• Exercise goal:
Please take the lines from the one holding "Look at the photo above. For every instance of the transparent" through the one holding "flower cluster, which" in the data below and copy them exactly.

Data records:
━━━━
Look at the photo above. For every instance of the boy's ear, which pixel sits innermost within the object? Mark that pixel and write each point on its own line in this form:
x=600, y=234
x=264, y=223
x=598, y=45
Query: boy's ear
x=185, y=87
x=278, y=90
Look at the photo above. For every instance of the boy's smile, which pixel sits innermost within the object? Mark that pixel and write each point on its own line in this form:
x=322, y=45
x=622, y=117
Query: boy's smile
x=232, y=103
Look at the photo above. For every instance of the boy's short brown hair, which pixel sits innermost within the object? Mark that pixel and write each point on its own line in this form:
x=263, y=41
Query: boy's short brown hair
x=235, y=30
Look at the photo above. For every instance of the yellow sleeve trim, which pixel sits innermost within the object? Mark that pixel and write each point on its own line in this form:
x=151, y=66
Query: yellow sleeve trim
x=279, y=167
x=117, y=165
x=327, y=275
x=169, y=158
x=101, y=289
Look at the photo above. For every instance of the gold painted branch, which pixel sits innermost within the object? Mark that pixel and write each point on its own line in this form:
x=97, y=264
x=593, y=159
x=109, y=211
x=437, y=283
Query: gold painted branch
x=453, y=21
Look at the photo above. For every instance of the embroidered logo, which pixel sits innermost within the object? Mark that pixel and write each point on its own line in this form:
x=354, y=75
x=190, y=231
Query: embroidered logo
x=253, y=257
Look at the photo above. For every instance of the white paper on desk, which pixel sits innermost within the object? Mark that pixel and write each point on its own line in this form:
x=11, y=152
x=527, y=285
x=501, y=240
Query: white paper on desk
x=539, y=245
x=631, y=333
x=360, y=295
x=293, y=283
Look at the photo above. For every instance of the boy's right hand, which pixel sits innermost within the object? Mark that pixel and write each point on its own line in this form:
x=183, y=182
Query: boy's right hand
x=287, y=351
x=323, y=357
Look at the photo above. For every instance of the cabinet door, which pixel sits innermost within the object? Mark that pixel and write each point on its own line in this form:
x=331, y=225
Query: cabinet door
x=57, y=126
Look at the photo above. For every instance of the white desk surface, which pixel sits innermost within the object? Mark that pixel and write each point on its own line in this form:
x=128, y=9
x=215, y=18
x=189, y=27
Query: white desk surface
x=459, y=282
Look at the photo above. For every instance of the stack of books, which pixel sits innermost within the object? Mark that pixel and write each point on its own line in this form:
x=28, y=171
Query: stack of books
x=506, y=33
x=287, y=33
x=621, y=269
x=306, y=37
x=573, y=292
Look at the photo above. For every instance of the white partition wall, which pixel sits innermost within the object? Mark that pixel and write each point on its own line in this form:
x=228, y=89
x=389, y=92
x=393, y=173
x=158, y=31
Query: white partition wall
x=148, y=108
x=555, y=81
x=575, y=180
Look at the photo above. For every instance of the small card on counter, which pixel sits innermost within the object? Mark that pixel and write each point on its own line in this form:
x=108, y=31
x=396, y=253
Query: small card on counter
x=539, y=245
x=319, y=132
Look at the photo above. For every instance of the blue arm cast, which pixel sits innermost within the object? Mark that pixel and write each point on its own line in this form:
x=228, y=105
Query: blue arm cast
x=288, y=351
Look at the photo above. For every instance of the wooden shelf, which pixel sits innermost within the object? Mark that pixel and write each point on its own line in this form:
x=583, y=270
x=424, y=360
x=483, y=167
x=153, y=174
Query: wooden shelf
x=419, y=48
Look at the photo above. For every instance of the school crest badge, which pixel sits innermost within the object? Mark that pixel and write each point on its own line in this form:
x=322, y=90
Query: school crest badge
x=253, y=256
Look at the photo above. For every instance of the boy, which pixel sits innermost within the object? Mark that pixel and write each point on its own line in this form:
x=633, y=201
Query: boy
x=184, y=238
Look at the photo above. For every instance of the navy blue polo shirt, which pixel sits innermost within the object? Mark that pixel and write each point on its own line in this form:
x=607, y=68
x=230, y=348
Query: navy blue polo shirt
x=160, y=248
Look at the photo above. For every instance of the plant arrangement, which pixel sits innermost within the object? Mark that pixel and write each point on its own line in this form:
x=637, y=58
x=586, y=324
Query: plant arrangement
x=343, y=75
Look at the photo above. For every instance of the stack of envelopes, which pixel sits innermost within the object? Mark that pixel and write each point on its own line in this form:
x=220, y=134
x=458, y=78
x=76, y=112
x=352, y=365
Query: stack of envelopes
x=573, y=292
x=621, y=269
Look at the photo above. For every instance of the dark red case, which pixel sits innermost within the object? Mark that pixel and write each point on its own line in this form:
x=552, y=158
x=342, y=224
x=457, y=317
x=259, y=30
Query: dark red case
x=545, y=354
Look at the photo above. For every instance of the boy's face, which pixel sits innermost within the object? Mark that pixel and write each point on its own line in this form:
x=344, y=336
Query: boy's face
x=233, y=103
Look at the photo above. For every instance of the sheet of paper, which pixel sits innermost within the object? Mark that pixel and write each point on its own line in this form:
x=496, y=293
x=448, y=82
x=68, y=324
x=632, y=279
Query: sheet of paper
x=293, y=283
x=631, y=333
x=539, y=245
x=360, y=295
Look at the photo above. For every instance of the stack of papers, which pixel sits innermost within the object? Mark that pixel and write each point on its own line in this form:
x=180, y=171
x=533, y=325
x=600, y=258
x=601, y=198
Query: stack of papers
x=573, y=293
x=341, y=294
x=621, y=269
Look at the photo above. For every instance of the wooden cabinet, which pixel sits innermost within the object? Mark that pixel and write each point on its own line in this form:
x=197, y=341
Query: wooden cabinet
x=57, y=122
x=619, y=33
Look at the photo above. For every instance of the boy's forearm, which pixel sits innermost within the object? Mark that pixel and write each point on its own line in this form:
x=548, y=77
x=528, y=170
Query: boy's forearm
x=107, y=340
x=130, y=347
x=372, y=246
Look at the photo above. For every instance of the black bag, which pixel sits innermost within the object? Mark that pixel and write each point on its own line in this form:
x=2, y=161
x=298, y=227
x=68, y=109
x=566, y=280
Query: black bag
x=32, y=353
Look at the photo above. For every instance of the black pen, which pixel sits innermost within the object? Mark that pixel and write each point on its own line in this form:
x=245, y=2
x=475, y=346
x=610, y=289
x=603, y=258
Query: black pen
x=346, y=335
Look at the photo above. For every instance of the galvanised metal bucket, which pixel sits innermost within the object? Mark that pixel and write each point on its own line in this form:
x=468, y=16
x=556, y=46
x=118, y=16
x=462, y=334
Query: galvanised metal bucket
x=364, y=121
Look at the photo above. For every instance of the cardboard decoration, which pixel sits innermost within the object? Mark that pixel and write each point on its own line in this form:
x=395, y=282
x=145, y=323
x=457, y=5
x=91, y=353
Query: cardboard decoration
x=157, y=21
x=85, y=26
━━━━
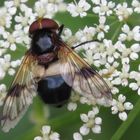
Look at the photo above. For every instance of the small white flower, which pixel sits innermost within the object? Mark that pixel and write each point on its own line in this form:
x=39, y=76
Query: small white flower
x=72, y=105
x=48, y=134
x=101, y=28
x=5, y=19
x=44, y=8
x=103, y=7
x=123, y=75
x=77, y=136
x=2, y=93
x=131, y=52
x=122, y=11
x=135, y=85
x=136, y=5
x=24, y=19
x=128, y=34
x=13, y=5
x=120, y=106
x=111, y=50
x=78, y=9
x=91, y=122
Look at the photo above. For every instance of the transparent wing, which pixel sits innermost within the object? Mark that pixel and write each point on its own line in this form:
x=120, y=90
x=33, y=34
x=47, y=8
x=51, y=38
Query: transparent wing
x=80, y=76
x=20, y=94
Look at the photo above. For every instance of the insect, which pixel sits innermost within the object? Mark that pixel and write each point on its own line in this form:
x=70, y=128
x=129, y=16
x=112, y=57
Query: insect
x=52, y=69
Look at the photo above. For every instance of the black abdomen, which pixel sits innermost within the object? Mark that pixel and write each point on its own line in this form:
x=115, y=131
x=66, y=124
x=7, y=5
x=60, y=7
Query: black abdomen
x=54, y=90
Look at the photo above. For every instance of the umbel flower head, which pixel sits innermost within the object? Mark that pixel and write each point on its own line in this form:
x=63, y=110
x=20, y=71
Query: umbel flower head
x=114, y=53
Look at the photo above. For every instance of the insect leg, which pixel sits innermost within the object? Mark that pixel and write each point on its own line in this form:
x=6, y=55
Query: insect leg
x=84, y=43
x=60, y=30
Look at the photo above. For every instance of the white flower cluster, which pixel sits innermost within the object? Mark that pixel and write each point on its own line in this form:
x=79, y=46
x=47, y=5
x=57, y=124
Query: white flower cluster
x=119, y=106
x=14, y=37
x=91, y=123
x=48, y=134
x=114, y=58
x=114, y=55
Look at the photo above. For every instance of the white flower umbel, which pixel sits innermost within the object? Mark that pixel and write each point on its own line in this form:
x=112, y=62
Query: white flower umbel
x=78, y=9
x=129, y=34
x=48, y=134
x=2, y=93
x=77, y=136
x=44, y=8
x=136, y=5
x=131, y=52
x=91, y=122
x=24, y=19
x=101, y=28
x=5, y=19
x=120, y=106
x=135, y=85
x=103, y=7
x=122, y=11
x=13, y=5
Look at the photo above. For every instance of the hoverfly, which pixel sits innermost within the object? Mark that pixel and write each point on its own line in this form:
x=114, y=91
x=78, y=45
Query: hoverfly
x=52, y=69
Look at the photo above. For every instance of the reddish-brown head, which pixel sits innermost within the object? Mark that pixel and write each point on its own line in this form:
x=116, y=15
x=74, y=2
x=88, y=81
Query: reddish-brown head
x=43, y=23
━━━━
• Task response:
Look at the photo above. For every instance of the transparent wing, which pixel sits innermost within the object? Mark that pixel and write each point on its own line in this form:
x=120, y=90
x=33, y=34
x=47, y=8
x=51, y=38
Query: transparent wing
x=80, y=76
x=20, y=94
Look at the photo above. For every instance of the insect, which pixel sits innermost within the object? Mark that pixel and write each point on its own line in this form:
x=70, y=128
x=129, y=16
x=112, y=57
Query: insect
x=52, y=69
Look at the photo above. For every instance of the black abdomen, which pixel sits innermost within the object? Mark that pixel and write each point on its own line in this form:
x=115, y=131
x=66, y=124
x=7, y=5
x=60, y=7
Query: black abdomen
x=54, y=90
Look at the photo above. For every instance of the umbel flower head, which pixel sits innermost within the object? Mark that pixel and write each point on its own line in this form:
x=63, y=110
x=20, y=71
Query: umbel flower head
x=114, y=53
Look at the photo above. For every instance of the insect leg, which pixel sits innermost within the object? Mark that pixel and write each point on its own line in this form:
x=6, y=55
Query: insect leg
x=84, y=43
x=60, y=30
Look at the photo above. For every instance of the white flower cluster, which pixel sits innermost within the object? Mark that pixel and write each point on its own line in this form:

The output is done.